-- Opening Marker --

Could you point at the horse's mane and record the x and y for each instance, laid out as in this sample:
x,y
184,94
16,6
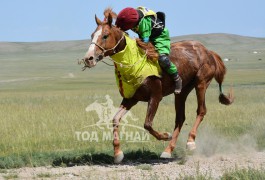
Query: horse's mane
x,y
149,48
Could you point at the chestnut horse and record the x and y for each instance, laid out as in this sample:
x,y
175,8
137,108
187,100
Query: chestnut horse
x,y
197,67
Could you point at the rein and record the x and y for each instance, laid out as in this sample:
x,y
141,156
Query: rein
x,y
102,54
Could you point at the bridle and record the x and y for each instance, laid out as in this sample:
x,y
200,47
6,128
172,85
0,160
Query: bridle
x,y
102,54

-- Closing Marker --

> [What the task requires]:
Output the full material above exactly, leaving every picture out.

> [Expected answer]:
Could you point at the horse's mane and record the x and y for each instance, laid out as in this sample:
x,y
184,94
16,6
Query: horse's mane
x,y
149,48
Could you point at the chestnut horse and record the x and y for each instance, laid out as in this sample:
x,y
175,8
137,108
187,100
Query: chestnut horse
x,y
197,67
Could you point at the rein and record the x and y for each instance, laid out as in this sample:
x,y
141,156
Query: rein
x,y
102,54
Could you point at the bridle and record the x and y for each instance, laid out as in this sample:
x,y
200,47
6,128
172,85
0,160
Query: bridle
x,y
102,54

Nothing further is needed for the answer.